> _Instructions to follow_
In the article on AMGA's annual risk survey, what percentage of respondents reported little to no access to commercial risk products in their local markets?

> _Passage to read_
————————

Medical groups and health systems that are members of AMGA (the American Medical Group Association) expect that nearly 60 percent of their revenues from Medicare will be from risk-based products by 2019, according to the results from a recent survey.
The findings stem from AMGA’s third annual risk survey, which examined how and when AMGA members are transitioning from reimbursements based on volume to payment models based on value. The survey, which included complete answers from 74 of the association’s member groups, also identified impediments to taking financial risk in insurance contracts.
The survey findings, detailed in a white paper, indicated that by 2019, AMGA members expect their revenues from Medicare Advantage to equal the payments from fee-for-service Medicare. Overall, if Medicare Advantage, bundled payments, Medicaid managed care organizations, and Medicare accountable care organizations (ACOs) are factored together, alternatives to Medicare fee-for-service (FFS) are predicted to account for 59 percent of AMGA member’s revenues by 2019, compared to 53 percent in 2017.
Although Medicare Advantage plans largely remain fee-for-service-based, AMGA members reported they consider the program to be a strategic priority and to serve as a gateway to more sophisticated risk models. “Medicare Advantage is an increasingly popular option for beneficiaries,” Jerry Penso, M.D., AMGA president and CEO, said in a statement. “The program also represents an option for quite a few AMGA members to begin taking on financial risk, given the limited availability of other risk products.”
However, AMGA’s 2017 risk survey found that several, significant impediments to taking on risk remain. Like in previous surveys, AMGA members reported that data sharing issues, inadequate infrastructure, limited access to capital, and a lack of commercial risk products in their market present barriers to their taking on financial risk.
“AMGA calls on Congress and HHS to address impediments to taking risk and to create incentives for other industry players to engage in the risk market,” said Chester A. Speed, AMGA’s vice president, public policy.
Nonetheless, the transition to value is continuing. For example, survey respondents confirmed that they continue to move away from FFS payments to some sort of risk-based payment model. Medicare FFS payments are expected to decrease by 17 percent by 2019, while commercial FFS payments will decline by 11 percent.
The commercial risk market, however, continues to lag behind federal programs, according to the research. For example, 56 percent of respondents said they have little to no access to commercial risk products in their local markets. While more members have access to commercial products than reported in earlier surveys, commercial payers still largely are not offering risk-based products.
The survey also noted that the respondents are moving to risk largely without the active participation of key players in the healthcare system. The white paper recommends that federal policymakers address longstanding impediments to risk and create incentives for other parts of the industry to enter into value arrangements.

————————

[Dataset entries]

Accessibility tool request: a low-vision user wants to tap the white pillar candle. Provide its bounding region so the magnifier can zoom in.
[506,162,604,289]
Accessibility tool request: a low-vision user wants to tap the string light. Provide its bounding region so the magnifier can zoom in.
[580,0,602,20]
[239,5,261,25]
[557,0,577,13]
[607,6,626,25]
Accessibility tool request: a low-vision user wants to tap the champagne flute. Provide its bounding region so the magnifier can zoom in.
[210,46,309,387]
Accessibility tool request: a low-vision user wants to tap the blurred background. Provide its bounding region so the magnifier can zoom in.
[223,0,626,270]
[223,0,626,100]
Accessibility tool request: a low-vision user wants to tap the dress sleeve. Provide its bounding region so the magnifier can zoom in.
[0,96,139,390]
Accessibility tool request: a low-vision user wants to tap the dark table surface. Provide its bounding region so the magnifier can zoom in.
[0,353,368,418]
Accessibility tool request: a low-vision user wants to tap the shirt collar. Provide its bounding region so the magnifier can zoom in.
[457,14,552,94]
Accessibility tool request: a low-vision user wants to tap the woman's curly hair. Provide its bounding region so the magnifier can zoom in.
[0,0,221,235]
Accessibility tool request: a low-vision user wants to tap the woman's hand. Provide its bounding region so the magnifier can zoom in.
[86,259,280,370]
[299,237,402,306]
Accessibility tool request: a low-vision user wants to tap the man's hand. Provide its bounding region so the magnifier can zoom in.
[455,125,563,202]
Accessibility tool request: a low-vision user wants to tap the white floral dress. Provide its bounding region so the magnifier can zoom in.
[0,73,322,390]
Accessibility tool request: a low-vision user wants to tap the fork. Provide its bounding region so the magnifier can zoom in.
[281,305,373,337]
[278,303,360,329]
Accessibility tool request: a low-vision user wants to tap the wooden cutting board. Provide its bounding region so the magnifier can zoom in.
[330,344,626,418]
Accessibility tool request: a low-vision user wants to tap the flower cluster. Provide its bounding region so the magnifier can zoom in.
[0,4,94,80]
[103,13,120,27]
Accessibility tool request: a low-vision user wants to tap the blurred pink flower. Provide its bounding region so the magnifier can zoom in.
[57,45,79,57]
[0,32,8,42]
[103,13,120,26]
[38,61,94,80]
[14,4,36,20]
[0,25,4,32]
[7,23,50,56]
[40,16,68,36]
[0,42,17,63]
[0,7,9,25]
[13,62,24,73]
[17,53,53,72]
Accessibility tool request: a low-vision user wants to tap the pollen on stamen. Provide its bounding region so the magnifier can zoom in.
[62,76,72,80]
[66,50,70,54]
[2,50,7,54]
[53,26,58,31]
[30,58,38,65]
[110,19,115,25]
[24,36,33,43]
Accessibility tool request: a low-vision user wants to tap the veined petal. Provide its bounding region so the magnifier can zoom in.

————————

> _Answer to this exercise_
56 percent